Welche Geforce empfiehlt sich für die Maingraka?

Die PhysX soll für derzeit 2 Spiele genutzt werden, bzw wenn nicht gepielt wird oder ähnliches für Network Computing.

Freu mich auf eure Antworten.

MfG DieFox


----------



## Murdock08 (4. August 2010)

*AW: Mit ATI und nVidia zusammen PhysX nutzen(anleitung)*

Hallo !
Ja das geht die Karte auf den PCI-E X4 zu stecken ! Die beiden Karten laufen ja unabhängig voneinander !
Als Physx Karte habe ich zu meiner HD5970 eine Geforce GT240 stecken ! Das reicht denke ich mal vollkommen aus. Dark Void läuft damit auf höchsten Einstellungen+Physx auf max ohne einen Ruckler !
Und auch Mafia 2 wird denke ich mal super drauf laufen ! Kann die GT240 nur empfehlen, da sie auch sehr Stromsparend ist ( Last max 70 Grad, Idle ca 10 Watt) !
Die nächst höhere wäre eine GTS 250, nur sollte man auch bei dieser Karte bedenken das sie unter Last ca. 150 Watt zieht !

LG Murdock


----------



## BrAiNsT0rM3R (4. August 2010)

*AW: Mit ATI und nVidia zusammen PhysX nutzen(anleitung)*

@ DieFox 

Hey habe den selben MB Chip. das ASUS M4A87TD EVO und in meinem PCIe 16 @ 4x habe ich eine 9800GT 1GB stecken. Zocke alles auf HD 1080p und in der Regel riegelt Vsync bei 60FPS ab.

Meiner HD4890 verdanke ich dann gelegentliche Einbrüche auf 55 bis 45 FPS.
Alles jedoch top Spielbar. Meine Physix games sind: Miror's Edge, Sacred 2, Batman Ark.Asyl., Starcraft 2, Gothic 3, und bald auch Mafia 2.

Bei allen genannten Games liegt die FPS leistung gleich. 

Empfehlen würde ich eine GT240 so wie Murdock08 es bereits getan hat.

Da die Leistung der Karte jedoch gut 20-30% under dem meiner 98GT liegt, würde ich an deiner stelle die Mafia 2 Demo noch abwarten, bis hier der ein oder andere Benchmark veröffenlicht ist. Nicht dass du dich dann über die 240 ärgerst, weil du sie ein paar tage zu früh gekauft hast.

_Gespeicherte Einträge_
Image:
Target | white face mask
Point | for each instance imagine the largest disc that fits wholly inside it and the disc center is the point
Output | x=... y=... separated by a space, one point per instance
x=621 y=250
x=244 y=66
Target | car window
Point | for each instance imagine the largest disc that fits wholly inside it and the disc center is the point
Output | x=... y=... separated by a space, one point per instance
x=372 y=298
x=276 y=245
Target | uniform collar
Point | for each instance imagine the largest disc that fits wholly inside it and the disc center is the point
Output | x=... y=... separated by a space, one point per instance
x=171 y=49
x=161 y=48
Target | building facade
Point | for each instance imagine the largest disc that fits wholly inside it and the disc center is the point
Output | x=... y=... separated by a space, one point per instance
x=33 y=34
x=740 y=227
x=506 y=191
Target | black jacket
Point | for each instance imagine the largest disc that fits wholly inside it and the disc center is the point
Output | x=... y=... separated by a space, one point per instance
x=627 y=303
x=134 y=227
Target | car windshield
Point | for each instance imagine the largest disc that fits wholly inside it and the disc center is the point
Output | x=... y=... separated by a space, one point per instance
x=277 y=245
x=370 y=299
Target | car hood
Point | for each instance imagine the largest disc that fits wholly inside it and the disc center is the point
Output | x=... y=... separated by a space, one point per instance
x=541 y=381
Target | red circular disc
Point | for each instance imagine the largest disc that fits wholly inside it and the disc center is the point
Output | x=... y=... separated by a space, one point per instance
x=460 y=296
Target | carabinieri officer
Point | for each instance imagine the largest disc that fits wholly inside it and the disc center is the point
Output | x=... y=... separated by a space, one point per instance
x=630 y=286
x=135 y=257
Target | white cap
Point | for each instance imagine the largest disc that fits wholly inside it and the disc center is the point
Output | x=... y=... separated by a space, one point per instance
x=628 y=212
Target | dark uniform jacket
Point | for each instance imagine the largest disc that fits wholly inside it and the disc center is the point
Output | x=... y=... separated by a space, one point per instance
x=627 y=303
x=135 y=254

---

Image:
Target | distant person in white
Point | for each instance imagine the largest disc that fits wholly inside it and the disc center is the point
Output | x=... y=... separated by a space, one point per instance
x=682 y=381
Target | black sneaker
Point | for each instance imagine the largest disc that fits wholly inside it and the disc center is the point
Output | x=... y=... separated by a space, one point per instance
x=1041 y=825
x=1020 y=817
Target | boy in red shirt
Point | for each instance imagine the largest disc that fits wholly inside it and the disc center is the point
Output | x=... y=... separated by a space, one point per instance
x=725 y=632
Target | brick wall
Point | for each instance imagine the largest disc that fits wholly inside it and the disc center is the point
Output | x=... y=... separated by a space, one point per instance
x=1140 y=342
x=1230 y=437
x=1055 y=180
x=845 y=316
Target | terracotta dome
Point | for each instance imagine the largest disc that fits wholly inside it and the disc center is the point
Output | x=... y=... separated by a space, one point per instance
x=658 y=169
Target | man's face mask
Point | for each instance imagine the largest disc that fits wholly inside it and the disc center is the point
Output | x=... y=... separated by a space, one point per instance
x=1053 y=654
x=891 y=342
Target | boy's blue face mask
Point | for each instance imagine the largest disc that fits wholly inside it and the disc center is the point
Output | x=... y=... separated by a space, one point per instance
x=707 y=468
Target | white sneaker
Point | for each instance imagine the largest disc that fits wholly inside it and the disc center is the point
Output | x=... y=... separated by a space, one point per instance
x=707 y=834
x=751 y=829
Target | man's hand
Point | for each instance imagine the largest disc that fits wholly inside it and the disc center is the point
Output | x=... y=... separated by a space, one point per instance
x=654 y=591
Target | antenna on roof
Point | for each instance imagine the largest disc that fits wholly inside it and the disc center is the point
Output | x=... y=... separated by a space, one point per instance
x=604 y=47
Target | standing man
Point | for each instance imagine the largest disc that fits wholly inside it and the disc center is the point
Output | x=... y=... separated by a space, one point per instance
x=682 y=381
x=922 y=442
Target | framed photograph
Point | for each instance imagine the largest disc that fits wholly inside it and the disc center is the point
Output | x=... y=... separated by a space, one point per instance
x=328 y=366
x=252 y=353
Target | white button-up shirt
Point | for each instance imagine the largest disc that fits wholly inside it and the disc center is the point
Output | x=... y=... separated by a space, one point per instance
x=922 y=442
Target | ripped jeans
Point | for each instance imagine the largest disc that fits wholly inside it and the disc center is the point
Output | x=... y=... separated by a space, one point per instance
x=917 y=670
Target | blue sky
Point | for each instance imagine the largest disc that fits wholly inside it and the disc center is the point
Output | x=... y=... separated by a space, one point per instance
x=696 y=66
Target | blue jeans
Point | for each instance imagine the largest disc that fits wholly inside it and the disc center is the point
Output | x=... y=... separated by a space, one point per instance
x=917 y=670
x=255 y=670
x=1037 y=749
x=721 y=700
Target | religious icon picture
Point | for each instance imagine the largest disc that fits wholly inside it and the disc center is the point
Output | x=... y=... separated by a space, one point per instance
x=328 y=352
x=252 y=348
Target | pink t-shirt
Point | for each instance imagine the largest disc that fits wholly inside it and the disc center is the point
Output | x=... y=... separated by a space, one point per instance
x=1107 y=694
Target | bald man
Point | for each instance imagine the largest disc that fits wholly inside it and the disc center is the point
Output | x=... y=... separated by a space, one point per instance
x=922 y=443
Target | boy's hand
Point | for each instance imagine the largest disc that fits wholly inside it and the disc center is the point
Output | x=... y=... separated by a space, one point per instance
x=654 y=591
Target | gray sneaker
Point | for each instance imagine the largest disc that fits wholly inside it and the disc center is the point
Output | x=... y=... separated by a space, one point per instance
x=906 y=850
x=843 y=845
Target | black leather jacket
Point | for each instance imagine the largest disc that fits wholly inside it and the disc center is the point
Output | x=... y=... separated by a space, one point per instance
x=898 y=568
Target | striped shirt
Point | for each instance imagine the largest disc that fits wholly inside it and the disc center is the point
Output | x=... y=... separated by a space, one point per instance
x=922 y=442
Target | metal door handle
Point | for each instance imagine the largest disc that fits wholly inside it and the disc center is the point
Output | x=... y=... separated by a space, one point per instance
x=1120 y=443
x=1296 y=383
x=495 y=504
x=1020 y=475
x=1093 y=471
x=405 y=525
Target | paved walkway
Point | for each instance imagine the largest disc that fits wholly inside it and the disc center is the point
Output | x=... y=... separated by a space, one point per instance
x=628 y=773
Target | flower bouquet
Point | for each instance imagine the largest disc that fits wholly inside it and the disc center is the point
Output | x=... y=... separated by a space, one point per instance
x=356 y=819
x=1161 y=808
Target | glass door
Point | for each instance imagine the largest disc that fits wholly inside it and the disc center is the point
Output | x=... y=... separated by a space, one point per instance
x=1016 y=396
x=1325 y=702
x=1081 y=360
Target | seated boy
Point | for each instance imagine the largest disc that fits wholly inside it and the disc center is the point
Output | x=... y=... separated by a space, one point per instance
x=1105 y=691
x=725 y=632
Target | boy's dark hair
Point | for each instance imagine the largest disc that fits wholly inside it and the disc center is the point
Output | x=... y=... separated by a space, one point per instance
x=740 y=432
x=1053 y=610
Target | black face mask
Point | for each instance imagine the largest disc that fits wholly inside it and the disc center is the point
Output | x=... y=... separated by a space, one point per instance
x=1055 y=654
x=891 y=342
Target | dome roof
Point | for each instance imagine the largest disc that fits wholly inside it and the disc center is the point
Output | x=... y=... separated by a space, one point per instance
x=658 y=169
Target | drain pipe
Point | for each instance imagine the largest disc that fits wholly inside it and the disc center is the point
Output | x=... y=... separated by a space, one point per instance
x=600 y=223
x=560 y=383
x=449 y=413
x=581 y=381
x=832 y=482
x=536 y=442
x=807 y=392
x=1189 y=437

_Schriftliche Aufgabe_
Führe bitte den Forumsthread über PhysX mit ATI- und nVidia-Karten ab seinem letzten Satz weiter.

_Ergebnis der Aufgabe_
!!!! ACHTUNG !!!!

Pass bei der GT240 auf den Speicherausbau auf! Es gibt Modelle mit GDDR3 und GDDR5 sie unterscheiden sich im Preis leicht, bis stark. Preisdifferenz von 15€ bis 35€.


----------



## alm0st (4. August 2010)

*AW: Mit ATI und nVidia zusammen PhysX nutzen(anleitung)*

Funktioniert das ganze aktuell auch mit Crossfire Systemen? Meine im Originalthread gelesen zu haben, dass es da Probleme wegen der Nvidia Treiber gibt/gab?
Bin nämlich am überlegen, ob ich meine alte 8800 GT dafür nicht mal auskramen sollte...


----------



## DieFox (4. August 2010)

*AW: Mit ATI und nVidia zusammen PhysX nutzen(anleitung)*

Hab mal bissl gelesen durch unzählige Seiten...
Dabei kam raus:
PhysX unterstützt derzeit weder MultiCore CPUs noch moderne SSE befehle.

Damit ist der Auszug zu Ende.